**Problem statement**
Could you transcribe every one of the records below word for word, keeping each line unchanged?

(Object pointing dataset records)
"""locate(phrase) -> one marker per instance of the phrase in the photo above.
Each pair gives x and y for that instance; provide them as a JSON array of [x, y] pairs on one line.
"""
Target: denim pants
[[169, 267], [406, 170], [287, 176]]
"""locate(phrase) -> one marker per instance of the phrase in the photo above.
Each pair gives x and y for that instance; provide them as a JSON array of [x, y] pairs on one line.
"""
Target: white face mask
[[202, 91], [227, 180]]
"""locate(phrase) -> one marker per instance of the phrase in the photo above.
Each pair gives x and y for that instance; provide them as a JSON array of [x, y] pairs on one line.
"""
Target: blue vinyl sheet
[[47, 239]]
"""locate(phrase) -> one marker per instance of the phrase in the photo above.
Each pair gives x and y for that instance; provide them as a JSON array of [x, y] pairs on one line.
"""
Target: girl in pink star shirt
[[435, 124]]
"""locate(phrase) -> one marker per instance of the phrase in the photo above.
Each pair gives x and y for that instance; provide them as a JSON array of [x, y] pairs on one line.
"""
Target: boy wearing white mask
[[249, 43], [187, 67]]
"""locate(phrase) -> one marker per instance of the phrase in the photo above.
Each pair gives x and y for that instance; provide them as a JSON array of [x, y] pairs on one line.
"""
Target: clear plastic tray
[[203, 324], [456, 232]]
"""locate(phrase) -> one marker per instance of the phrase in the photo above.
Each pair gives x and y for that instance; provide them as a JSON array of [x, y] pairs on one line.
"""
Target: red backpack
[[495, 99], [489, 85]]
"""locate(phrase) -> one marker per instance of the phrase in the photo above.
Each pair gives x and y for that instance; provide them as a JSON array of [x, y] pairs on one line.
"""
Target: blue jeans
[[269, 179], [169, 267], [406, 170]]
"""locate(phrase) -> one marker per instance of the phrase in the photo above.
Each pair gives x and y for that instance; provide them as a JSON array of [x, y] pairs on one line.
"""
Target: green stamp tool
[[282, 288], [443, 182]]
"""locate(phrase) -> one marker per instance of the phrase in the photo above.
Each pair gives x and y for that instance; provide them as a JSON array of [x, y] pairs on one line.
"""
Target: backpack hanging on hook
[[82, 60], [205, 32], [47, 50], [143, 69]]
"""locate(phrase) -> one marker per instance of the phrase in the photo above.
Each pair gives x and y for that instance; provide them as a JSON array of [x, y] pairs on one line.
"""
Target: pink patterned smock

**Exercise answer**
"""locate(phrase) -> one marker per instance of the phrase in the photo above.
Each pair gives x and y for that instance; provide them as a JSON array of [x, y] pairs on one line.
"""
Target: denim pants
[[169, 267], [406, 170], [287, 176]]
"""locate(phrase) -> one marker per instance of the phrase in the photo above.
Each pair gives x and y for that instance; provide them as a JSON array of [x, y] pairs on one line.
"""
Target: white face mask
[[202, 91], [227, 180]]
"""locate(phrase) -> one marker per instance of the phrase in the photo above.
Each pair gives x and y for that instance; provide them as a JSON array of [x, y] pairs on one line.
"""
Target: blue vinyl sheet
[[47, 239]]
"""locate(phrase) -> one marker per instance of the phrase in the photo above.
Each pair gives x and y for that instance; provide them as a JSON array of [x, y] pairs on one line.
"""
Target: girl in pink star shirt
[[435, 124]]
"""locate(phrase) -> one marker per instance of the phrase in the photo above.
Each pair gives x and y for that instance; provide them as a JSON array of [x, y] pairs on one line.
"""
Target: boy wearing white mask
[[249, 43], [187, 67]]
"""locate(phrase) -> one marker per instance of the phrase in the photo above.
Each pair gives x and y for that instance; provide them as a JSON array of [x, y] pairs on one line.
"""
Target: clear plastic tray
[[203, 324], [456, 232]]
"""locate(phrase) -> one marker per instance of the phrase in the photo above.
Each pair gives x and y for that instance; provide them as a JSON array of [x, y] pairs on one line.
"""
Target: red backpack
[[495, 99], [489, 85]]
"""locate(phrase) -> one marker per instance of the phrase in the photo above.
Each pair gives x and y for that instance; provide them as a JSON array of [x, y] pairs on one line.
"""
Target: blue jeans
[[269, 179], [169, 267], [406, 170]]
"""locate(phrase) -> one marker per instance of the phrase in the photo above.
Each pair gives x and y for that instance; provide them as a JSON array of [x, y] pairs on one line.
"""
Target: green stamp tool
[[282, 288], [443, 182]]
"""locate(phrase) -> one marker per instance of the phrase in the photo above.
Each pair gives x and y for that instance; provide them as a JSON array of [x, y] pairs on one line.
"""
Target: backpack hanging on hook
[[82, 60], [205, 32], [47, 50], [143, 69]]
"""locate(phrase) -> one marker per instance of the phrase in the photo above.
Each pair gives x and y for that instance; provide them as a JSON array of [x, y] pairs on one line.
"""
Target: pink patterned smock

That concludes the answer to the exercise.